Direction: Repeat every one of the lines below word for word, changing nothing.

Stored records:
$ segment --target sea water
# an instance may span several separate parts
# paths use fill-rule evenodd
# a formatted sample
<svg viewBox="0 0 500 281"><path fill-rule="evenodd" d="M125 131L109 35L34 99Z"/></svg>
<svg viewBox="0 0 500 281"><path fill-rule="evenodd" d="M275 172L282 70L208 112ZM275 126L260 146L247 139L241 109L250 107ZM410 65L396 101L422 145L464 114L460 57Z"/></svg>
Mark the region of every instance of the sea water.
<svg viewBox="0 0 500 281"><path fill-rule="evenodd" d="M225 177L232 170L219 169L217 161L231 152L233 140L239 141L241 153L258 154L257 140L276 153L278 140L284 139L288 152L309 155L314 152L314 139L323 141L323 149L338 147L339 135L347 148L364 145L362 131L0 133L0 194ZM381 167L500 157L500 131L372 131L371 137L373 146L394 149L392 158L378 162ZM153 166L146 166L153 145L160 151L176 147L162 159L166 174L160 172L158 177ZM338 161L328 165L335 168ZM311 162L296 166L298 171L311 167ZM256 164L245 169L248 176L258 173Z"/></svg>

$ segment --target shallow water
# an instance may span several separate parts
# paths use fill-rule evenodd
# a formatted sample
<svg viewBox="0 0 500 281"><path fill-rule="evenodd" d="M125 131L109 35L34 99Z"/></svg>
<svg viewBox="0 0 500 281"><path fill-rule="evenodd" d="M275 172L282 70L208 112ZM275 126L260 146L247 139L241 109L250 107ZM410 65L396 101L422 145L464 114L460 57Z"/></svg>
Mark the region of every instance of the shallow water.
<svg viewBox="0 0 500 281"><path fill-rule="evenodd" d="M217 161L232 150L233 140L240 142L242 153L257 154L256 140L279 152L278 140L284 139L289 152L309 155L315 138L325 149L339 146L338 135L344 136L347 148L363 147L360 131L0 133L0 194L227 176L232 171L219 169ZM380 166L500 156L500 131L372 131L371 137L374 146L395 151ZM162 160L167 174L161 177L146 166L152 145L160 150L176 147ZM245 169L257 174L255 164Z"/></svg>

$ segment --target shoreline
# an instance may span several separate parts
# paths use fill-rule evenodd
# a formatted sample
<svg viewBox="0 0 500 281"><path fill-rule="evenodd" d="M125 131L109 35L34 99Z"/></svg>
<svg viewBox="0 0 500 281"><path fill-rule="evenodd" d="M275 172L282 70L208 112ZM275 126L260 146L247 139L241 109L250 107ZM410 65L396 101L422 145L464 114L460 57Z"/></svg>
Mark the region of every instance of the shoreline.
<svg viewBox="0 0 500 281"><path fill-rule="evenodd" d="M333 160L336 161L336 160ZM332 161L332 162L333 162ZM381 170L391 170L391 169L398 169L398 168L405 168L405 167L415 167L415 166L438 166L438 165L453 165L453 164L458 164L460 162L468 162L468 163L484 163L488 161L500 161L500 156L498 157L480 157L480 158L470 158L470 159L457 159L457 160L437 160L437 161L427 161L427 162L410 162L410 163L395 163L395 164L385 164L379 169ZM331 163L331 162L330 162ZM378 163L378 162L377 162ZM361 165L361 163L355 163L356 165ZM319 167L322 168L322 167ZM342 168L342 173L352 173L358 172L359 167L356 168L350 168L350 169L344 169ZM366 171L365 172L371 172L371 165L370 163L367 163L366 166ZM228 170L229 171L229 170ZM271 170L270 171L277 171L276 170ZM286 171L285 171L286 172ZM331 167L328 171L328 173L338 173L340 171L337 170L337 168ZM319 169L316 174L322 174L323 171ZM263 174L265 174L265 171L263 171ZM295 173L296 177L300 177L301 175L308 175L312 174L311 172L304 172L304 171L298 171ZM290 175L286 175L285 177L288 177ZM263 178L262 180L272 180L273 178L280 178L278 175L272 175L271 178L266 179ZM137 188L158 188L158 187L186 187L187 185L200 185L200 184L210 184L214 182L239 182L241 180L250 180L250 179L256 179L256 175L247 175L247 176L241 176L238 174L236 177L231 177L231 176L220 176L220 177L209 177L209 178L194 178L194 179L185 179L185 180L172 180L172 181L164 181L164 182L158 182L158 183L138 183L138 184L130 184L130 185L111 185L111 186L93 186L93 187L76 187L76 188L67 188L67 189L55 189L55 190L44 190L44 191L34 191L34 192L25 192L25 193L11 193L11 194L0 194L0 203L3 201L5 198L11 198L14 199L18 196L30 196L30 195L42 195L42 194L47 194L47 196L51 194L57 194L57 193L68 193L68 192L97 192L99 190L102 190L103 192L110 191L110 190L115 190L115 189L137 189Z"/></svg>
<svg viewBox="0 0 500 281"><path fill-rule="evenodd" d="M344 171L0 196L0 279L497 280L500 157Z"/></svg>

Task result:
$ segment --target sea water
# an instance may span several separate parts
# paths use fill-rule evenodd
# a formatted sample
<svg viewBox="0 0 500 281"><path fill-rule="evenodd" d="M125 131L109 35L34 99Z"/></svg>
<svg viewBox="0 0 500 281"><path fill-rule="evenodd" d="M275 172L282 70L208 112ZM275 126L260 146L247 139L241 109L250 107ZM410 65L396 101L422 145L464 114L460 57Z"/></svg>
Mark the region of every instance of the sea water.
<svg viewBox="0 0 500 281"><path fill-rule="evenodd" d="M225 177L232 170L219 169L217 161L231 152L233 140L239 141L241 153L258 154L257 140L276 153L278 140L284 139L288 152L309 155L314 152L314 139L323 141L323 149L338 147L339 135L347 148L364 145L362 131L0 133L0 194ZM381 167L500 157L500 131L372 131L371 137L373 146L394 149L392 158L378 162ZM153 166L146 166L153 145L160 151L176 147L162 159L166 174L160 172L158 177ZM338 161L328 165L335 168ZM311 162L296 166L298 171L311 167ZM256 164L245 169L248 176L258 173Z"/></svg>

$ segment --target shallow water
# an instance may span several separate parts
# paths use fill-rule evenodd
# a formatted sample
<svg viewBox="0 0 500 281"><path fill-rule="evenodd" d="M125 131L109 35L34 99Z"/></svg>
<svg viewBox="0 0 500 281"><path fill-rule="evenodd" d="M275 172L282 70L208 112ZM275 126L260 146L247 139L241 109L250 107ZM410 65L396 101L422 145L464 114L460 57Z"/></svg>
Mark the region of every instance of the shallow water.
<svg viewBox="0 0 500 281"><path fill-rule="evenodd" d="M217 161L232 150L233 140L240 142L242 153L257 154L256 140L279 152L278 140L284 139L289 152L309 155L315 138L325 149L339 146L338 135L344 136L347 148L363 147L360 131L0 133L0 194L227 176L232 171L219 169ZM380 166L500 156L500 131L372 131L371 137L374 146L395 151ZM162 160L167 174L161 177L146 166L152 145L160 150L176 147ZM245 169L257 174L255 164Z"/></svg>

$ segment --target shoreline
# an instance may span several separate parts
# paths use fill-rule evenodd
# a formatted sample
<svg viewBox="0 0 500 281"><path fill-rule="evenodd" d="M125 131L109 35L34 99Z"/></svg>
<svg viewBox="0 0 500 281"><path fill-rule="evenodd" d="M275 172L282 70L208 112ZM275 126L260 146L247 139L241 109L250 107ZM410 65L396 101L422 145L464 114L460 57Z"/></svg>
Mark the region of every instance of the shoreline.
<svg viewBox="0 0 500 281"><path fill-rule="evenodd" d="M333 160L336 161L336 160ZM332 161L332 162L333 162ZM381 170L391 170L391 169L398 169L398 168L405 168L405 167L415 167L415 166L438 166L438 165L453 165L453 164L458 164L460 162L468 162L468 163L484 163L488 161L500 161L500 156L498 157L480 157L480 158L470 158L470 159L457 159L457 160L437 160L437 161L427 161L427 162L410 162L410 163L395 163L395 164L385 164L379 169ZM331 163L331 162L330 162ZM378 163L378 162L377 162ZM361 165L361 163L355 163L356 165ZM319 167L322 168L322 167ZM342 168L342 173L352 173L358 172L359 167L356 168L350 168L350 169L344 169ZM366 171L365 172L371 172L371 165L370 163L367 163L366 166ZM228 170L229 171L229 170ZM271 170L270 171L277 171L276 170ZM286 171L285 171L286 172ZM331 167L328 171L328 173L338 173L340 171L337 170L337 168ZM319 169L316 174L322 174L323 171ZM263 174L265 174L265 171L263 171ZM295 173L296 177L300 177L301 175L308 175L312 174L311 172L304 172L304 171L298 171ZM290 175L286 175L285 177L288 177ZM263 178L262 180L272 180L273 178L280 178L278 175L272 175L271 178L266 179ZM137 188L158 188L158 187L186 187L187 185L200 185L200 184L210 184L214 182L239 182L241 180L250 180L250 179L256 179L256 175L247 175L247 176L241 176L238 174L236 177L231 177L231 176L220 176L220 177L209 177L209 178L194 178L194 179L185 179L185 180L172 180L172 181L164 181L164 182L158 182L158 183L138 183L138 184L130 184L130 185L111 185L111 186L93 186L93 187L76 187L76 188L67 188L67 189L55 189L55 190L44 190L44 191L34 191L34 192L25 192L25 193L11 193L11 194L0 194L0 203L3 201L5 198L11 198L14 199L18 196L30 196L30 195L42 195L42 194L47 194L47 196L51 194L57 194L57 193L68 193L68 192L97 192L99 190L102 190L103 192L110 191L110 190L115 190L115 189L137 189Z"/></svg>
<svg viewBox="0 0 500 281"><path fill-rule="evenodd" d="M344 171L0 196L0 279L497 280L500 157Z"/></svg>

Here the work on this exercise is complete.